_Your task_. Restate the data below word for word. Skip any images it contains.

Position annotation records
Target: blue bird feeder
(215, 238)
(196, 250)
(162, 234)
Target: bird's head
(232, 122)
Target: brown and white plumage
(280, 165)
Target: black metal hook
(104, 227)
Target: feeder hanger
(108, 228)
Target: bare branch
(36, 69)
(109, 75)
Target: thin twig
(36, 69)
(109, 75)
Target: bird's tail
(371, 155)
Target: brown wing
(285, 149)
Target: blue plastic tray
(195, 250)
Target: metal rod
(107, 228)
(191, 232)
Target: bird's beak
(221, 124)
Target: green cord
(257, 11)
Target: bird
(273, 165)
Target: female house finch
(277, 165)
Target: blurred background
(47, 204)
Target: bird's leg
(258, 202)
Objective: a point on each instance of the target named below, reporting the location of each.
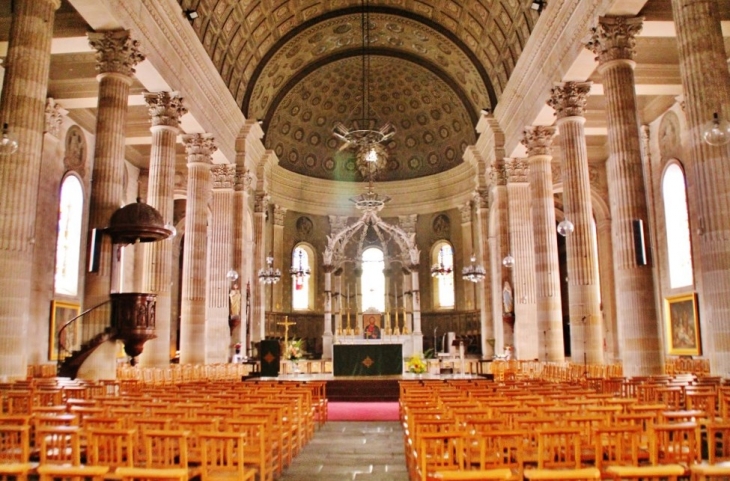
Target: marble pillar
(199, 149)
(706, 80)
(220, 260)
(165, 110)
(22, 107)
(613, 43)
(526, 333)
(538, 141)
(586, 330)
(116, 56)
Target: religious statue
(235, 302)
(507, 299)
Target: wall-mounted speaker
(639, 242)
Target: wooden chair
(559, 448)
(50, 472)
(223, 457)
(149, 474)
(563, 474)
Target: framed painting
(683, 325)
(61, 313)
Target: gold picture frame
(683, 325)
(61, 313)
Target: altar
(367, 359)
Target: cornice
(309, 195)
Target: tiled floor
(360, 451)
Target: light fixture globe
(508, 261)
(717, 131)
(565, 228)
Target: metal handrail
(100, 321)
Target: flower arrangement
(293, 351)
(416, 365)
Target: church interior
(535, 192)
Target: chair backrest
(110, 447)
(14, 444)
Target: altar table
(374, 359)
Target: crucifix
(286, 325)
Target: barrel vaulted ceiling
(297, 66)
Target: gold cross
(286, 325)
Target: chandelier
(300, 272)
(440, 269)
(269, 275)
(473, 272)
(363, 135)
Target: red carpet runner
(369, 411)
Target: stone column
(220, 261)
(278, 249)
(22, 106)
(258, 321)
(116, 56)
(199, 149)
(467, 247)
(706, 81)
(538, 141)
(165, 110)
(499, 242)
(526, 334)
(613, 43)
(586, 332)
(243, 236)
(481, 198)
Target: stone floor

_Solution below_.
Target: blue bird feeder
(215, 238)
(196, 250)
(162, 234)
Target: bird's head
(232, 122)
Target: brown and white plumage
(280, 165)
Target: black metal hook
(104, 227)
Target: feeder hanger
(108, 228)
Target: bare branch
(36, 69)
(109, 75)
Target: thin twig
(36, 69)
(109, 75)
Target: bird's tail
(371, 155)
Target: brown wing
(285, 149)
Target: blue plastic tray
(195, 250)
Target: metal rod
(107, 228)
(191, 232)
Target: bird's beak
(221, 124)
Target: green cord
(257, 11)
Target: bird
(273, 165)
Target: female house finch
(277, 165)
Target: blurred background
(47, 204)
Target: bird's leg
(258, 202)
Objective: a point on each instance of the target named below, reporting the location of each.
Target: marble pillar
(199, 149)
(706, 80)
(220, 260)
(165, 110)
(22, 107)
(613, 43)
(526, 333)
(538, 141)
(586, 330)
(116, 56)
Target: religious statue
(235, 302)
(507, 299)
Target: wall-mounted speaker
(639, 242)
Target: wooden chair
(559, 448)
(50, 472)
(223, 457)
(149, 474)
(563, 474)
Target: framed painting
(683, 325)
(61, 313)
Target: gold picture frame
(683, 325)
(61, 313)
Target: altar
(367, 359)
Target: cornice
(309, 195)
Target: tiled floor
(360, 451)
Target: light fixture globe
(508, 261)
(717, 131)
(565, 228)
Target: metal handrail
(100, 321)
Target: flower arrangement
(293, 351)
(416, 365)
Target: church interior
(535, 192)
Target: chair backrest
(110, 447)
(14, 444)
Target: altar table
(374, 359)
Target: crucifix
(286, 325)
Target: barrel vaulted ceiling
(297, 66)
Target: gold cross
(286, 325)
Target: chandelier
(300, 272)
(440, 269)
(269, 275)
(473, 272)
(363, 135)
Target: red carpet runner
(369, 411)
Target: stone column
(220, 261)
(278, 249)
(22, 106)
(258, 321)
(116, 56)
(199, 149)
(467, 247)
(706, 81)
(538, 141)
(165, 110)
(499, 242)
(526, 334)
(613, 43)
(586, 332)
(243, 236)
(481, 198)
Target: stone floor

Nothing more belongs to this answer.